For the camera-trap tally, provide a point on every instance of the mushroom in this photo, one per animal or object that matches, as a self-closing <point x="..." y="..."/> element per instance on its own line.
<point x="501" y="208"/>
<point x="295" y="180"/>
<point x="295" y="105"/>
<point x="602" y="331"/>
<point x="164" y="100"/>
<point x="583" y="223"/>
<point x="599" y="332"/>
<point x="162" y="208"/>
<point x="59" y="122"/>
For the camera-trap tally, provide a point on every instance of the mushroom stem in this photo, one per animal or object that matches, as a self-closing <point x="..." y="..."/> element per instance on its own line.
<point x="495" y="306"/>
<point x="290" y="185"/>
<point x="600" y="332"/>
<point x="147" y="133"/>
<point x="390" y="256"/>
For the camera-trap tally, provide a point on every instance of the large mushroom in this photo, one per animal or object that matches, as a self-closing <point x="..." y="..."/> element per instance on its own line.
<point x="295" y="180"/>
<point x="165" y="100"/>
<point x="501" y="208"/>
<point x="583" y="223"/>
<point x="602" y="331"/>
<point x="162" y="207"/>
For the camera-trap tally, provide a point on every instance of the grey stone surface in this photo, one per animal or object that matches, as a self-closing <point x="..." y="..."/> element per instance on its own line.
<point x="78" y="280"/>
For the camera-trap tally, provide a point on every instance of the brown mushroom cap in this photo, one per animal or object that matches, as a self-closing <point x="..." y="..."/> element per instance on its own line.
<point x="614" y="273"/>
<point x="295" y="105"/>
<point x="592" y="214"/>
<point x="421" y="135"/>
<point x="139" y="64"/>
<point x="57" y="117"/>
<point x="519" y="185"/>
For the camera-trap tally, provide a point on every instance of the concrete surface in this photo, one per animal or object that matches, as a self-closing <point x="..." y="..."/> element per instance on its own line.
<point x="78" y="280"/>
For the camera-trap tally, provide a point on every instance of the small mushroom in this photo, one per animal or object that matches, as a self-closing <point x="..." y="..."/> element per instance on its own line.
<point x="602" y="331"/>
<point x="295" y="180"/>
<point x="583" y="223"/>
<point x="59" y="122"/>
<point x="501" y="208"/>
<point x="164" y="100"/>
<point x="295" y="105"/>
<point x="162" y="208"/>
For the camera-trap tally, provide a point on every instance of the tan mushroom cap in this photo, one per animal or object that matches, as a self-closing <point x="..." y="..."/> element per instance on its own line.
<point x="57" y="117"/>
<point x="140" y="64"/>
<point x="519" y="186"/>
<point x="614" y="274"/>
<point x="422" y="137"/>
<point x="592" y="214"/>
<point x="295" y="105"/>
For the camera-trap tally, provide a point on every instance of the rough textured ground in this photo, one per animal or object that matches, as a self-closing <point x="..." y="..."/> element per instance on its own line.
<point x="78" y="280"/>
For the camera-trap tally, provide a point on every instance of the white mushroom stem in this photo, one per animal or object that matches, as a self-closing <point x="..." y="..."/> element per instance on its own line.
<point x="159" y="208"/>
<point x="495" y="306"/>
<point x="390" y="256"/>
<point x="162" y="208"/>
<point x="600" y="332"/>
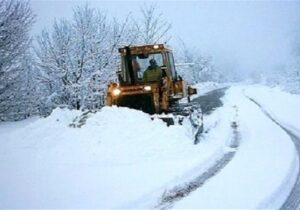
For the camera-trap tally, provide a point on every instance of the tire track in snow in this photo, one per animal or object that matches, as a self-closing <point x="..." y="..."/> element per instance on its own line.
<point x="177" y="193"/>
<point x="293" y="200"/>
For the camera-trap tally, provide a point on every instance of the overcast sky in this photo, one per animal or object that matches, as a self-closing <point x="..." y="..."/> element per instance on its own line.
<point x="248" y="35"/>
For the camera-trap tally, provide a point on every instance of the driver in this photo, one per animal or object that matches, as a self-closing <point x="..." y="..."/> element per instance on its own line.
<point x="153" y="73"/>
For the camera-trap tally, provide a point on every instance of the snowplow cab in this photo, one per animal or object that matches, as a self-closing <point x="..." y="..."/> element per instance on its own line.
<point x="136" y="89"/>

* * * * *

Problem statement:
Put every line of the material above into a JSON list of strings, one string per line with blank lines skipped, and leave the pictures out of your answer.

Response to this task:
[
  "For the camera-trap tally, provide a point on every instance of the mushroom in this photo, one per animal or object that matches, as a self-closing <point x=\"...\" y=\"...\"/> element per instance on its own line.",
  "<point x=\"501\" y=\"208\"/>",
  "<point x=\"295\" y=\"180\"/>",
  "<point x=\"295\" y=\"105\"/>",
  "<point x=\"602\" y=\"331\"/>",
  "<point x=\"164\" y=\"100\"/>",
  "<point x=\"583\" y=\"223\"/>",
  "<point x=\"599\" y=\"332\"/>",
  "<point x=\"162\" y=\"208\"/>",
  "<point x=\"59\" y=\"122\"/>",
  "For the camera-trap tally, provide a point on every instance of the mushroom stem in this photo, one per animal or object that matches, as a self-closing <point x=\"...\" y=\"...\"/> element per instance on its own line.",
  "<point x=\"495\" y=\"306\"/>",
  "<point x=\"290\" y=\"185\"/>",
  "<point x=\"600\" y=\"332\"/>",
  "<point x=\"147\" y=\"133\"/>",
  "<point x=\"390\" y=\"256\"/>",
  "For the camera-trap tally, provide a point on every instance of the large mushroom in this photo, one per animal or object that matches, as a self-closing <point x=\"...\" y=\"...\"/> element per instance on its own line.",
  "<point x=\"295\" y=\"180\"/>",
  "<point x=\"165\" y=\"100\"/>",
  "<point x=\"501\" y=\"208\"/>",
  "<point x=\"583\" y=\"223\"/>",
  "<point x=\"602\" y=\"331\"/>",
  "<point x=\"162\" y=\"207\"/>",
  "For the camera-trap tally, provide a point on every instance of the grey stone surface in this photo, one per animal or object that matches, as a self-closing <point x=\"...\" y=\"...\"/> element per instance on its own line.",
  "<point x=\"78\" y=\"280\"/>",
  "For the camera-trap tally, provide a point on every instance of the brown mushroom cap in this photo, one per animal or object that matches, as a self-closing <point x=\"...\" y=\"...\"/> element per instance on its own line.",
  "<point x=\"614\" y=\"273\"/>",
  "<point x=\"295\" y=\"105\"/>",
  "<point x=\"592\" y=\"214\"/>",
  "<point x=\"421\" y=\"135\"/>",
  "<point x=\"139\" y=\"64\"/>",
  "<point x=\"57\" y=\"117\"/>",
  "<point x=\"519\" y=\"185\"/>",
  "For the camera-trap tally, provide a point on every instance of the concrete surface in this photo, one per animal or object that matches, as a self-closing <point x=\"...\" y=\"...\"/> element per instance on its own line.",
  "<point x=\"78\" y=\"280\"/>",
  "For the camera-trap tally, provide a point on every instance of the small mushroom in this photo, one per animal or object that matches, as a self-closing <point x=\"...\" y=\"...\"/> element per instance on its own line.",
  "<point x=\"602\" y=\"331\"/>",
  "<point x=\"295\" y=\"180\"/>",
  "<point x=\"583\" y=\"223\"/>",
  "<point x=\"59\" y=\"122\"/>",
  "<point x=\"501\" y=\"208\"/>",
  "<point x=\"164\" y=\"100\"/>",
  "<point x=\"295\" y=\"105\"/>",
  "<point x=\"162\" y=\"208\"/>",
  "For the camera-trap tally, provide a point on every instance of the tan mushroom cap in this photo, one per animal or object that matches, as a self-closing <point x=\"...\" y=\"...\"/> element per instance on its own line.",
  "<point x=\"57\" y=\"117\"/>",
  "<point x=\"140\" y=\"64\"/>",
  "<point x=\"519\" y=\"186\"/>",
  "<point x=\"614\" y=\"274\"/>",
  "<point x=\"422\" y=\"137\"/>",
  "<point x=\"592\" y=\"214\"/>",
  "<point x=\"295\" y=\"105\"/>",
  "For the camera-trap tally, provide a point on every instance of the rough textured ground in this photo, one per animal or object that matches, as a self-closing <point x=\"...\" y=\"...\"/> element per instance on its own line.",
  "<point x=\"78\" y=\"280\"/>",
  "For the camera-trap tally, provide a point on every instance of the white mushroom stem in this photo, one per animal or object that matches, as a self-closing <point x=\"...\" y=\"...\"/> element per instance on its own line.",
  "<point x=\"159\" y=\"208\"/>",
  "<point x=\"495\" y=\"306\"/>",
  "<point x=\"390\" y=\"256\"/>",
  "<point x=\"162\" y=\"208\"/>",
  "<point x=\"600\" y=\"332\"/>",
  "For the camera-trap tally, provide a point on every instance of the tire track in snow in this photo, one per animal or object that matches, as a self-closing <point x=\"...\" y=\"...\"/> element per instance on its own line.",
  "<point x=\"177\" y=\"193\"/>",
  "<point x=\"293\" y=\"200\"/>",
  "For the camera-trap tally, provide a point on every instance of the overcast sky in this photo, one per animal or object that matches, as a self-closing <point x=\"...\" y=\"...\"/> element per instance on its own line.",
  "<point x=\"248\" y=\"35\"/>",
  "For the camera-trap tally, provide a point on every instance of the driver in this photo, one per animal or object that matches, as a self-closing <point x=\"...\" y=\"...\"/> element per instance on its own line.",
  "<point x=\"153\" y=\"73\"/>",
  "For the camera-trap tally, provide a point on every instance of the snowplow cab in this photo, one per animal or object that matches, as a self-closing <point x=\"...\" y=\"...\"/> element per instance on its own line.",
  "<point x=\"136\" y=\"89\"/>"
]